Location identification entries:
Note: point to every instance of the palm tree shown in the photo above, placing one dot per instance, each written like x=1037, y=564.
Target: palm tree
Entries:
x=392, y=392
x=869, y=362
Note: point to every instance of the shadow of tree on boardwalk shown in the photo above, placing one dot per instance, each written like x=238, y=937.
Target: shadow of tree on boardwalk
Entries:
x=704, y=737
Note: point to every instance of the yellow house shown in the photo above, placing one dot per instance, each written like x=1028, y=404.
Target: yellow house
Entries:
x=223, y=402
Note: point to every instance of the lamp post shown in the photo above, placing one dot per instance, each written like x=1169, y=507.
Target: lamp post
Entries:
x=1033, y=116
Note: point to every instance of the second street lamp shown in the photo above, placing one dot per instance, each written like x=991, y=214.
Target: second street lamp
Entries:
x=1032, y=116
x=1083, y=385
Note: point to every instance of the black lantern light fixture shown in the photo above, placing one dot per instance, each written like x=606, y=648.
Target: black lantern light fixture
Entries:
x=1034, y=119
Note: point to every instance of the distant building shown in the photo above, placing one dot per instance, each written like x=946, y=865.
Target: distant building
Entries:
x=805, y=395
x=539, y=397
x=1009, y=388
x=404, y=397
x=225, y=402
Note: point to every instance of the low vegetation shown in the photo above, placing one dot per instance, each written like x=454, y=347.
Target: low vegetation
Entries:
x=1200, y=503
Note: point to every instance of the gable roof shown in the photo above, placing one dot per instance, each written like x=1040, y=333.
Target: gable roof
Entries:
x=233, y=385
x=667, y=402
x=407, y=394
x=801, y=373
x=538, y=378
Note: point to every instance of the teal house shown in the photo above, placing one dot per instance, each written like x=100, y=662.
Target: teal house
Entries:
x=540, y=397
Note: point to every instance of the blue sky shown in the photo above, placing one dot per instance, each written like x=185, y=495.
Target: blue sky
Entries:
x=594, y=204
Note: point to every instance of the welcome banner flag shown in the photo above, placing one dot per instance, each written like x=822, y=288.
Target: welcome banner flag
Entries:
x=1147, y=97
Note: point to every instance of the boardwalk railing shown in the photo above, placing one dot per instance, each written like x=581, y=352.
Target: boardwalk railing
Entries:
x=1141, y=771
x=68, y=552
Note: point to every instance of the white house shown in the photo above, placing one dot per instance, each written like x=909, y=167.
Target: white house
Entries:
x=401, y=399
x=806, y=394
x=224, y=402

==

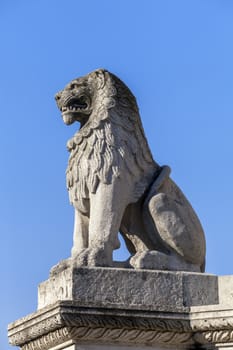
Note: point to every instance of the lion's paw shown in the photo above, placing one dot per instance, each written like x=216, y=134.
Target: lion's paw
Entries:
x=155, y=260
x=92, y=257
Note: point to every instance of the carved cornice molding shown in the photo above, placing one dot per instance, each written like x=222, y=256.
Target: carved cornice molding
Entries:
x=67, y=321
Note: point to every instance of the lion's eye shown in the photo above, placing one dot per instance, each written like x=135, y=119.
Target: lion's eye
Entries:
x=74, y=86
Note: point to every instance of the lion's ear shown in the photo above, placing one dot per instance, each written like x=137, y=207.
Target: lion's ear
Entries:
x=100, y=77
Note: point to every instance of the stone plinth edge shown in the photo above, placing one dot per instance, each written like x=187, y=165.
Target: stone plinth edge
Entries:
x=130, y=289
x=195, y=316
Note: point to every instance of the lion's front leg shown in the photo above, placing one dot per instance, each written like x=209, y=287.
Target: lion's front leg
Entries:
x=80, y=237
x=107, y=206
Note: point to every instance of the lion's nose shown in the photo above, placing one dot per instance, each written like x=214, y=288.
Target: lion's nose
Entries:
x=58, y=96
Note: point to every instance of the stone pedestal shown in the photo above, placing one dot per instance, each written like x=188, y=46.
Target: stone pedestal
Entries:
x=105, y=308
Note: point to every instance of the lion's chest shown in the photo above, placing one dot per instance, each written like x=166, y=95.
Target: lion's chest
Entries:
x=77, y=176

» **The request**:
Write out the lines above word for word, starting at the line that contains "Note: point to every instance of the palm" and stopping after the line that contains "x=1033, y=116".

» **Answer below**:
Note: point to every instance of the palm tree shown in the photo above, placing one dot per instance, each written like x=1037, y=564.
Target: palm tree
Entries:
x=392, y=392
x=869, y=362
Note: point to every instance of the shadow of tree on boardwalk shown in the photo above, placing one dot per instance, each written like x=238, y=937.
Target: shadow of tree on boardwalk
Entries:
x=704, y=737
Note: point to every instance of the yellow house shown in the photo above, placing one dot per instance, each written like x=1028, y=404.
Target: yellow house
Entries:
x=223, y=402
Note: point to every instance of the lamp post shown in the photo above, placing one dot per instance, each written like x=1169, y=507.
Target: lamp post
Entries:
x=1033, y=116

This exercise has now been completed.